**Exercise inputs:**
_ _ _
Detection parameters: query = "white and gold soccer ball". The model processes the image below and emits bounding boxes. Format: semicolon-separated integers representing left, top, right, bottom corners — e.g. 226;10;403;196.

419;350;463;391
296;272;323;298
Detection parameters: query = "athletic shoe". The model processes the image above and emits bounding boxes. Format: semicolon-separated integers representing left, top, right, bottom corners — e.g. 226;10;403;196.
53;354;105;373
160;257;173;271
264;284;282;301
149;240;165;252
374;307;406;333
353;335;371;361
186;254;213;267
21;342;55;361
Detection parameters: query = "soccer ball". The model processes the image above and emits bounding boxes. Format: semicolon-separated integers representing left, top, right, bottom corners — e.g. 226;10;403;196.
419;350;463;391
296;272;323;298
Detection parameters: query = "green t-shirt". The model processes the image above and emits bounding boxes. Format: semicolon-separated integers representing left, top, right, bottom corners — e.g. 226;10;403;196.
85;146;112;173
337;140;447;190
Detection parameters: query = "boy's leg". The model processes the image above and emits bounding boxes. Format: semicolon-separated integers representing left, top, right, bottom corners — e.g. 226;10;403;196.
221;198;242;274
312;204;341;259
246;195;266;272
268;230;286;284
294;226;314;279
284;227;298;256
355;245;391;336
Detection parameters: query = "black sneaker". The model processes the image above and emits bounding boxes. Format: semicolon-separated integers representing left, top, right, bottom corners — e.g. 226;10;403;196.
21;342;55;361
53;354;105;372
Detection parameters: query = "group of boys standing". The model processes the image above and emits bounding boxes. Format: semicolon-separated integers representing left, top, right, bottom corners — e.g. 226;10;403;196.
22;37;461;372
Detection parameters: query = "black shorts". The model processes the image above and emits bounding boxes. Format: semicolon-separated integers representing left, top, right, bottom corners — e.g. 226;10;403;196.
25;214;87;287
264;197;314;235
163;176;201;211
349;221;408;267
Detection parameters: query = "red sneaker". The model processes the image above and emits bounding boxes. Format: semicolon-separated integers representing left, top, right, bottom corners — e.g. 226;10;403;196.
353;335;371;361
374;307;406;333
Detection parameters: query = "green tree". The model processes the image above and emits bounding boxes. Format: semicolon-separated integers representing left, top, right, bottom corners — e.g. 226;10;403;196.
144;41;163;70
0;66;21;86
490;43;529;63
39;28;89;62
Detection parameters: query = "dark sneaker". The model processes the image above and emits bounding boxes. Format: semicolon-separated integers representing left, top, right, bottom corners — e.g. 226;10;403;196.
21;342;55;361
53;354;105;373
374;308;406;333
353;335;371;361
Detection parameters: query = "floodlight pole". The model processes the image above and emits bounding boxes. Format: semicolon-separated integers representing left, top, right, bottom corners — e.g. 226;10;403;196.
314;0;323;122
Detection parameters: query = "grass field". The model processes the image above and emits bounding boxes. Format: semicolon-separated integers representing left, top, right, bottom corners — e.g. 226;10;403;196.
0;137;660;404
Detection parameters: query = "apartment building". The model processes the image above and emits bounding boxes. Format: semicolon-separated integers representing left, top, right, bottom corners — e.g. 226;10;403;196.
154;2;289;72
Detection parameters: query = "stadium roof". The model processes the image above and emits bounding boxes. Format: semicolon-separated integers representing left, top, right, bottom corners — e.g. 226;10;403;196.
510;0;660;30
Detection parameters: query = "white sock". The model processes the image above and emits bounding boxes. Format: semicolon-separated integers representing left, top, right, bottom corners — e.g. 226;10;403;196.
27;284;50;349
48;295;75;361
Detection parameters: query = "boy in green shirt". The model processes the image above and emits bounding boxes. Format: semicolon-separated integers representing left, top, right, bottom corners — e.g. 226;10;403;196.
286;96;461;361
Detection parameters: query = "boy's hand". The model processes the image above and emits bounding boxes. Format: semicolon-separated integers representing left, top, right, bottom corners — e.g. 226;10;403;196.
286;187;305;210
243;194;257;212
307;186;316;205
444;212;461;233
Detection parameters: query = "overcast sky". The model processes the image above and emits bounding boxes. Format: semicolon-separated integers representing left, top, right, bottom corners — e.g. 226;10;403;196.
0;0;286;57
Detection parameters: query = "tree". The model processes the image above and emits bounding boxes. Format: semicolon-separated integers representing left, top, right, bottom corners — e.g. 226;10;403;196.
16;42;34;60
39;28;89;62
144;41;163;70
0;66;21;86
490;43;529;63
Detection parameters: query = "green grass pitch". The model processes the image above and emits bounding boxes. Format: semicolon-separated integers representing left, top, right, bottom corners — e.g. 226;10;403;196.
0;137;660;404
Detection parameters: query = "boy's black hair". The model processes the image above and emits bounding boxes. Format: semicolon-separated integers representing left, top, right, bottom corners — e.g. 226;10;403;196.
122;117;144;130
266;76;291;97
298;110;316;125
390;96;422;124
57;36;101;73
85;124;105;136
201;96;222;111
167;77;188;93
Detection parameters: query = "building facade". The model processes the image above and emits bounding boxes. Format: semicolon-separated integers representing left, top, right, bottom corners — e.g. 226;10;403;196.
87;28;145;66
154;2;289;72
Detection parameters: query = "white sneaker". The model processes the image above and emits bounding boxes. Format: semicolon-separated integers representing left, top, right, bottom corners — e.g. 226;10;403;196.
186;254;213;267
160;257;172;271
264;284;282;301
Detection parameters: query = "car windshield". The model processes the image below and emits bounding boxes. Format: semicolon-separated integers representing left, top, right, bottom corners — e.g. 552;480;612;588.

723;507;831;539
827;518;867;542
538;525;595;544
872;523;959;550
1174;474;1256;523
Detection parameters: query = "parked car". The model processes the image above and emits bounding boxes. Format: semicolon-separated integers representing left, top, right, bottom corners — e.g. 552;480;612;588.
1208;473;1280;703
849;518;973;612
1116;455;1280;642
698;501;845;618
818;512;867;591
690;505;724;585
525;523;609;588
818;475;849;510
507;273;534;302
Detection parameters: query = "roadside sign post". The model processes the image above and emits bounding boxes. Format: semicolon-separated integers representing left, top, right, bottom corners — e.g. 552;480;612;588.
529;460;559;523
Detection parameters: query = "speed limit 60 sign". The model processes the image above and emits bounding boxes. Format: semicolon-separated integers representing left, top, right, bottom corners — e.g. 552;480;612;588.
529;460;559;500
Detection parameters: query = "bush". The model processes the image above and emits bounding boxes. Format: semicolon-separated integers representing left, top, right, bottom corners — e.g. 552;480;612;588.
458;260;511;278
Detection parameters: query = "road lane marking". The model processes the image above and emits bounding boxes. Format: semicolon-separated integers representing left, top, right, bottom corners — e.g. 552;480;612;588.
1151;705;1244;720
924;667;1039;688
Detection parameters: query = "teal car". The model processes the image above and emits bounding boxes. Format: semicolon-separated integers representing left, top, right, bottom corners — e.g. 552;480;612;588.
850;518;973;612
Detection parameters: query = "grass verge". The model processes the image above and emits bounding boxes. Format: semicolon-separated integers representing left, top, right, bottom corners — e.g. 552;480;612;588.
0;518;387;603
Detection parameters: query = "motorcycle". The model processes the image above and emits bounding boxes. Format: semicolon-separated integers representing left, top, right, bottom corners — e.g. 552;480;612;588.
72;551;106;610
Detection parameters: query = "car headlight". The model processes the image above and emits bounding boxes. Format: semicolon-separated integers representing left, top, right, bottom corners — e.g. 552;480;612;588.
_ _ _
Count the lines in the entries above that contain the string "below" and reply with only that number.

2